#### [SOURCE TEXT]
Recommendations from the chief architect of the Obamacare challenge, Randy Barnett.

Blaze Books sat down with Georgetown Law Professor, libertarian lawyer extraordinaire, and one of the chief litigators of the Affordable Care Act, Randy Barnett, in order to get his book recommendations on a variety of subjects near and dear to readers' hearts. Below is the second set in a multi-part series, in which Barnett gives us his three best new books on the Constitution and how it can be restored, and some commentary on each of the titles he selected.

And in case you missed them, be sure to check out the prior parts of our series:

Part I: 3 Must-Read Books on the Constitution

Part II: 3 Must-Read Books on the Intellectual Origins of Libertarianism

1. Terms of Engagement: How Our Courts Should Enforce the Constitution's Promise of Limited Government by Clark M. Neily III

Constitutional litigator Clark Neily describes how judges have abdicated their role in protecting the people from their "agents" in the legislature and regulatory agencies, and how their role in enforcing the Constitution's constraints on power can be restored. Accessible explanation of law in the context of real world examples of how regulators side with the politically powerful against the small entrepreneurs.

#### [WORK ORDER A]
Condense the paragraph in the Randy Barnett book-recommendation piece that begins "Constitutional litigator Clark Neily describes" into two shorter sentences, keeping its main facts.
#### [WORK ORDER B]
Extend the Randy Barnett book-recommendation piece, starting right after its final sentence.

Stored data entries
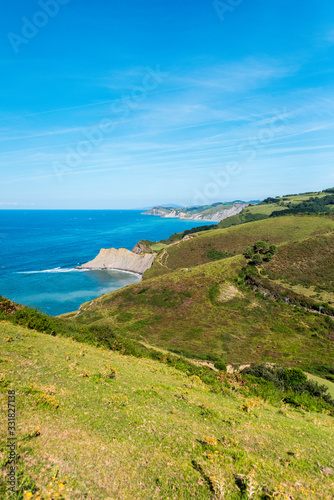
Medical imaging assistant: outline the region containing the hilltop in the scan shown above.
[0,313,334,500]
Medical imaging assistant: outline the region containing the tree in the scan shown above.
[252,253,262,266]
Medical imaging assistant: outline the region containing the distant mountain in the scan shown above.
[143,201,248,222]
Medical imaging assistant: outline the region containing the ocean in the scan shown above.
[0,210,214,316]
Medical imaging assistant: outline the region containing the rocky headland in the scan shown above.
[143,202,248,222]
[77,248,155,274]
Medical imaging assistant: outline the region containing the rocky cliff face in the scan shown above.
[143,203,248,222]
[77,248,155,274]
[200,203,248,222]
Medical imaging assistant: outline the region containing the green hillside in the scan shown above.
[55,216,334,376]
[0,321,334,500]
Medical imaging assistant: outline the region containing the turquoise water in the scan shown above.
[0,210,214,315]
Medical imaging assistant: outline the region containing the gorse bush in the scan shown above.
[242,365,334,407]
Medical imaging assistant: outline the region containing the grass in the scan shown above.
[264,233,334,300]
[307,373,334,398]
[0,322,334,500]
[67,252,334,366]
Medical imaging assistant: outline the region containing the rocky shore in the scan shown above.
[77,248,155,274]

#### [YOUR RESPONSE A]
Constitutional litigator Clark Neily shows how judges have stopped protecting the people from their "agents" in legislatures and regulatory agencies, and how courts can again enforce the Constitution's limits on power. The book explains the law accessibly through real-world examples of regulators siding with the politically powerful against small entrepreneurs.

#### [YOUR RESPONSE B]
2. Democracy and Political Ignorance: Why Smaller Government Is Smarter by Ilya Somin

Penetrating analysis of the problem with majoritarianism: the people who vote are generally ignorant of the track record of who they are voting for. Argues for more structural constitutional constraints on powers -- like formal separation of powers and federalism -- rather than relying solely on elections to hold pubic officials accountable.

3. Covenant of Liberty: The Ideological Origins of the Tea Party Movement by Michael Patrick Leahy

A leader of the Tea Party situates the Tea Party movement in the great American traditions of liberty, constitutional constraints on power, and grassroots change. Tea Partiers everywhere need to read this.

4. BONUS: The Liberty Amendments: Restoring the American Republic by Mark Levin

Lawyer Levin explains how Article V can be used to restore the framework of the Constitution that the Congress, President, and the Supreme Court have interpreted out of existence.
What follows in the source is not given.